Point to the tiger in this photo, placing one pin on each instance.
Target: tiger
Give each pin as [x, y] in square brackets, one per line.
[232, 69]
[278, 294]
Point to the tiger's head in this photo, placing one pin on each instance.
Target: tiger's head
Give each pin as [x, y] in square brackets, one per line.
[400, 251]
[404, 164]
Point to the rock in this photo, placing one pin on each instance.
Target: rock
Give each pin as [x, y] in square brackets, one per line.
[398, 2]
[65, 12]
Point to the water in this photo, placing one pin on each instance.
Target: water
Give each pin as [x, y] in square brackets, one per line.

To be done:
Switch "square brackets" to "angle brackets" throughout the stretch of lines from the one containing "Point to the tiger's" through the last of the lines above, and reproduce only that stretch with nothing else altered.

Correct output:
Point to the tiger's head in this photo, placing one pin on each instance.
Target: tiger's head
Give each pin as [x, y] in angle brackets, one per line.
[400, 251]
[404, 164]
Point to the rock in this photo, placing one pin on each instance.
Target: rock
Give each pin as [x, y] in angle brackets, one per line.
[398, 2]
[65, 12]
Point to the water in this photo, placing one pin on each instance.
Target: water
Give each pin as [x, y] in angle brackets, one per line.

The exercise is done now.